*** TEXT FOR ANALYSIS Section Begins ***

C: I love the song so much I was almost annoyed to have him doing a bit over the orchestra — I wanted to hear them! But it was very much the British sense of humor.
M: Perfectly British, perfect moment in the ceremony, and perfect reference to a brilliant movie which of course makes me want to watch it again, and (and for anyone that knows me this is a shocker) cheer for the Brits to beat the Americans.
E: Well, maybe not outside of that movie, but I definitely want them to do well.
M: Sorry, I meant in the movie. In real life I’ll cheer for the Brits to beat pretty much anyone else, though. Back to Atkinson’s great sketch, that more than anything got me in a British mood. Well, that and the John Cleese DirecTV commercial. Ooh, and one more thing! Paul McCartney, at what, 112 years old, closing the show? Pretty great, but couldn’t they have gotten Ringo to play with him? And maybe brought in a few folks like Clapton, Roger Daltry and Pete Townshend, Elton John, and other legends, and then maybe tied in current folks like Marcus Mumford, and had it be like the ending of the Grammys where everyone jams together on one massive song? Wouldn’t that have been incredible?
E: Yeah, that would have been pretty spectacular. I actually wondered if the band singing “Come Together” was made up of Beatles’ kids, but no, just the Arctic Monkeys.
M: Better than Spice Girls, that’s for sure. As for the legends, like any of them would have turned it down?

*** TEXT FOR ANALYSIS Section Ends ***
*** DATA EXCERPTS Section Begins ***

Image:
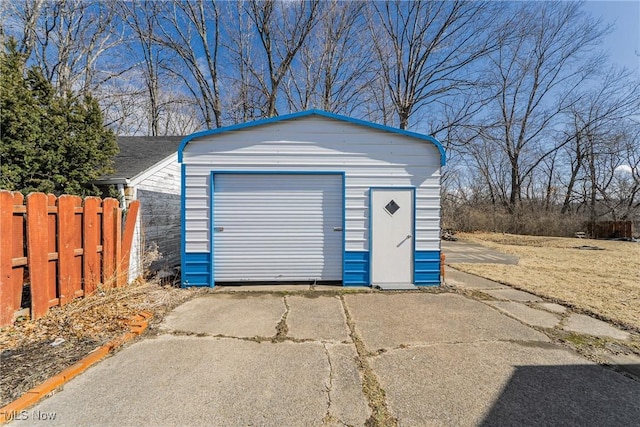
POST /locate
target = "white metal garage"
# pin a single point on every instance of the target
(311, 196)
(277, 227)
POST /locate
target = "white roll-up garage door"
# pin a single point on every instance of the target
(280, 227)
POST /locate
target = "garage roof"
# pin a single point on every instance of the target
(321, 113)
(140, 153)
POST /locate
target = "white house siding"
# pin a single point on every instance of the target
(158, 191)
(368, 157)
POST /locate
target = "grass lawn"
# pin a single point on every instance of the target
(605, 282)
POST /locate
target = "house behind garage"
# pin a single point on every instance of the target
(147, 170)
(311, 197)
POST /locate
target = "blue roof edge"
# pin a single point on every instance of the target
(306, 113)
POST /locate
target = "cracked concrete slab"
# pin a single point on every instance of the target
(460, 279)
(512, 294)
(528, 315)
(552, 307)
(588, 325)
(388, 321)
(348, 404)
(319, 318)
(228, 315)
(204, 381)
(503, 383)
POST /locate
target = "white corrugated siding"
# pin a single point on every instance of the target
(277, 227)
(369, 158)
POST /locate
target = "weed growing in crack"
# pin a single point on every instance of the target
(375, 394)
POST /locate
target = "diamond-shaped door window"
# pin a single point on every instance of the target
(392, 207)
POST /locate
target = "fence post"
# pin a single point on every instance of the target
(91, 234)
(37, 251)
(117, 256)
(127, 237)
(109, 207)
(69, 271)
(8, 289)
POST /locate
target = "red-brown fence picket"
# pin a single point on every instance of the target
(62, 248)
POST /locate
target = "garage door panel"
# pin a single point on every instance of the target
(277, 227)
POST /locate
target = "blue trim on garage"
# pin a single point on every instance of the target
(356, 268)
(240, 126)
(197, 269)
(427, 268)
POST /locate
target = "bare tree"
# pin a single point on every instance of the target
(191, 30)
(424, 48)
(333, 69)
(595, 124)
(534, 75)
(141, 18)
(282, 29)
(67, 39)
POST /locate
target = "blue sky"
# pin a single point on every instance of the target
(623, 44)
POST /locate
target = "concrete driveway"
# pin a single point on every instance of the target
(334, 359)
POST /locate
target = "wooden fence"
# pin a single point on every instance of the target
(63, 248)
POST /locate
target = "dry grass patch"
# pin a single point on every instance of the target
(32, 351)
(604, 282)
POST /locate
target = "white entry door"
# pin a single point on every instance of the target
(392, 239)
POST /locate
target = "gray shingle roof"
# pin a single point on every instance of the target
(139, 153)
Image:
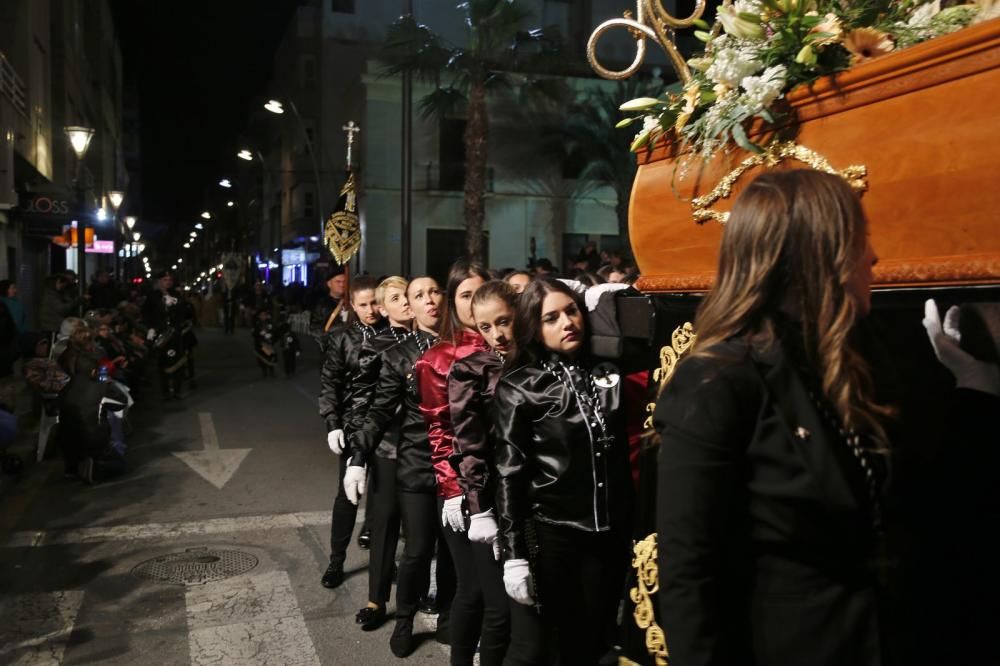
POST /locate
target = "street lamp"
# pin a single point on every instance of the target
(116, 197)
(79, 139)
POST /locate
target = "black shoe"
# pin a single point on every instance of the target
(334, 576)
(427, 605)
(401, 642)
(370, 618)
(85, 470)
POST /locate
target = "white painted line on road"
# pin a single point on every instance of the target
(215, 465)
(36, 627)
(248, 620)
(167, 530)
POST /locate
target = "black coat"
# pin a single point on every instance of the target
(396, 403)
(764, 520)
(553, 463)
(340, 363)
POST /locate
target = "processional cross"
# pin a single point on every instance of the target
(351, 130)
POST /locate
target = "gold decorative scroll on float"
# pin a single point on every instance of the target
(342, 233)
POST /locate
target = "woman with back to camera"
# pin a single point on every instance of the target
(562, 474)
(772, 444)
(458, 339)
(396, 403)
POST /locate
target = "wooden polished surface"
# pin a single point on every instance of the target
(924, 123)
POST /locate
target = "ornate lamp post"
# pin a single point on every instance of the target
(79, 139)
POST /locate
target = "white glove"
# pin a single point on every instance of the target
(451, 514)
(335, 440)
(969, 372)
(354, 483)
(517, 581)
(483, 529)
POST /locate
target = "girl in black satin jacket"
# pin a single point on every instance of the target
(562, 468)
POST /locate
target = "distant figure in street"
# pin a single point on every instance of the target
(329, 308)
(263, 342)
(58, 302)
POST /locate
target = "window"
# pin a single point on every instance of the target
(308, 206)
(451, 174)
(308, 72)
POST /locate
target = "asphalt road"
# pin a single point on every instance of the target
(236, 475)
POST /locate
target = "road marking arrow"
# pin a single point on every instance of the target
(215, 465)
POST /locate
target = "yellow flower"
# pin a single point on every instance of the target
(867, 43)
(692, 95)
(829, 26)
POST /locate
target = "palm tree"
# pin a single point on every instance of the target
(500, 56)
(589, 136)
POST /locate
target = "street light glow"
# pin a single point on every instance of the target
(116, 197)
(79, 138)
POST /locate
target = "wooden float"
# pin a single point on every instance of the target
(921, 130)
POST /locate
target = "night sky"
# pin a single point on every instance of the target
(198, 68)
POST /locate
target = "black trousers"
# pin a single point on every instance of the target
(479, 612)
(383, 521)
(580, 577)
(343, 517)
(422, 523)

*** DATA EXCERPTS Section Ends ***

**ASSIGNMENT 1:**
Answer these questions from the conversation about the ceremony:
(a) Who closed the show?
(b) Which band sang "Come Together"?
(c) Besides Atkinson's sketch, what got one of the speakers in a British mood?
**ASSIGNMENT 2:**
Carry the conversation about the ceremony forward, starting right after its final line.

**EXERCISE RESULT 1:**
(a) Paul McCartney
(b) The Arctic Monkeys
(c) The John Cleese DirecTV commercial

**EXERCISE RESULT 2:**
E: Maybe they did. I have trouble imagining Boyle wouldn’t have asked. Hell, he asked the Queen to pretend to jump out of an airplane, so he’s clearly not lacking in chutzpah. Call me an idiot–
E: –but it just hadn’t occurred to me that the copper kettles those girls in white dresses carried in for each country were going to be the cauldron. I completely love the idea, though. Just spectacular, especially when it started out in that glorious flower shapes, and snapped up.
M: Really? Spectacular? Maybe I’m too hard on these things, but to me every torch lighting ceremony is judged against Barcelona’s stunning archer shooting a flaming arrow up to a cauldron hundreds of feet in the air. Beijing’s dude “running” around the top ring of the stadium was great, but still didn’t beat the archer for me.
C: Yeah, flaming arrow wins every time.
E: I’m not saying it beat the arrow (because nothing beats a flaming arrow) but I loved the visual of the “petals” folding up into the cauldron. And the idea of having the cauldron be made up of smaller flames from the individual countries? Come on, that’s so on point.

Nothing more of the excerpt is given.